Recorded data
------------------------------------

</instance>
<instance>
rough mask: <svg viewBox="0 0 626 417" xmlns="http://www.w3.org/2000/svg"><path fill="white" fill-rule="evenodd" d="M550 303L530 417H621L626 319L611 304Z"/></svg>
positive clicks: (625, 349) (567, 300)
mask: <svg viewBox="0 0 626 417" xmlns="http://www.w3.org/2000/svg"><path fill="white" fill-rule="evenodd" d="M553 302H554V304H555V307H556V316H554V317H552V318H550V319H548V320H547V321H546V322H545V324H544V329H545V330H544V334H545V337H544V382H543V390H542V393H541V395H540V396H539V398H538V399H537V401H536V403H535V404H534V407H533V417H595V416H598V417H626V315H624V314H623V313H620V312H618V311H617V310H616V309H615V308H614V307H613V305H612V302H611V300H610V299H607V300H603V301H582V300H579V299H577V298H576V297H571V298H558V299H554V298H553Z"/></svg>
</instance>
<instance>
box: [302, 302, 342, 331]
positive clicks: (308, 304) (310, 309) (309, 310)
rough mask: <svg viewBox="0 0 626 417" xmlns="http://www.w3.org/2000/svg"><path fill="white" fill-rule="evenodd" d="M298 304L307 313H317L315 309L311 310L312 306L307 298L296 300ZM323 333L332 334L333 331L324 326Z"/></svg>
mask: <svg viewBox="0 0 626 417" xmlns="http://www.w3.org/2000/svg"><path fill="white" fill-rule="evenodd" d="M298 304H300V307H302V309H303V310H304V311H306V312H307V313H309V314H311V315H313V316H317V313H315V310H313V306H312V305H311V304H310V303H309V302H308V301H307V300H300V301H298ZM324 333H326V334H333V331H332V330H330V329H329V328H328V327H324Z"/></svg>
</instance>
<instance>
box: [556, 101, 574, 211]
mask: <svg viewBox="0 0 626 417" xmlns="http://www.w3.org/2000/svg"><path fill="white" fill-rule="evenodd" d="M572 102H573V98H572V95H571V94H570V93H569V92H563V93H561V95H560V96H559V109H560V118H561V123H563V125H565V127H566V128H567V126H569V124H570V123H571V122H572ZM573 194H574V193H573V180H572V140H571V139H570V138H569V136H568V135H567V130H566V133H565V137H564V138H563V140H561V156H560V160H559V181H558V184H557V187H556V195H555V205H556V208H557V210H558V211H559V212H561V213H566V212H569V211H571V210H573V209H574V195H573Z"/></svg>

------------------------------------

▸ ASSIGNED TASK:
Extract every line of the data above, reproducing each one character for character.

▸ OUTPUT FOR THIS EXERCISE:
</instance>
<instance>
rough mask: <svg viewBox="0 0 626 417" xmlns="http://www.w3.org/2000/svg"><path fill="white" fill-rule="evenodd" d="M550 303L530 417H621L626 319L611 304Z"/></svg>
positive clicks: (625, 349) (567, 300)
mask: <svg viewBox="0 0 626 417" xmlns="http://www.w3.org/2000/svg"><path fill="white" fill-rule="evenodd" d="M553 302H554V304H555V307H556V316H554V317H552V318H550V319H548V320H547V321H546V322H545V324H544V329H545V330H544V334H545V337H544V382H543V390H542V393H541V395H540V396H539V398H538V399H537V401H536V403H535V404H534V407H533V417H595V416H598V417H626V315H624V314H623V313H620V312H618V311H617V310H616V309H615V308H614V307H613V305H612V302H611V300H610V299H607V300H603V301H582V300H579V299H577V298H576V297H571V298H558V299H554V298H553Z"/></svg>
</instance>
<instance>
box: [302, 302, 342, 331]
positive clicks: (308, 304) (310, 309) (309, 310)
rough mask: <svg viewBox="0 0 626 417" xmlns="http://www.w3.org/2000/svg"><path fill="white" fill-rule="evenodd" d="M298 304L307 313H317L315 309L311 310L312 306L307 298L296 300ZM323 333L332 334L333 331L324 326Z"/></svg>
mask: <svg viewBox="0 0 626 417" xmlns="http://www.w3.org/2000/svg"><path fill="white" fill-rule="evenodd" d="M298 304H300V307H302V309H303V310H304V311H306V312H307V313H309V314H311V315H313V316H317V313H315V310H313V306H312V305H311V304H310V303H309V302H308V301H307V300H300V301H298ZM324 333H326V334H333V331H332V330H330V329H329V328H328V327H324Z"/></svg>
</instance>
<instance>
box: [556, 101, 574, 211]
mask: <svg viewBox="0 0 626 417" xmlns="http://www.w3.org/2000/svg"><path fill="white" fill-rule="evenodd" d="M572 102H573V98H572V95H571V94H570V93H569V92H563V93H561V95H560V96H559V109H560V118H561V123H563V125H565V127H566V128H567V126H569V124H570V123H571V122H572ZM573 194H574V193H573V180H572V140H571V139H570V138H569V136H568V135H567V130H566V133H565V137H564V138H563V140H561V156H560V160H559V181H558V184H557V187H556V195H555V205H556V208H557V210H558V211H559V212H561V213H566V212H569V211H571V210H573V209H574V195H573Z"/></svg>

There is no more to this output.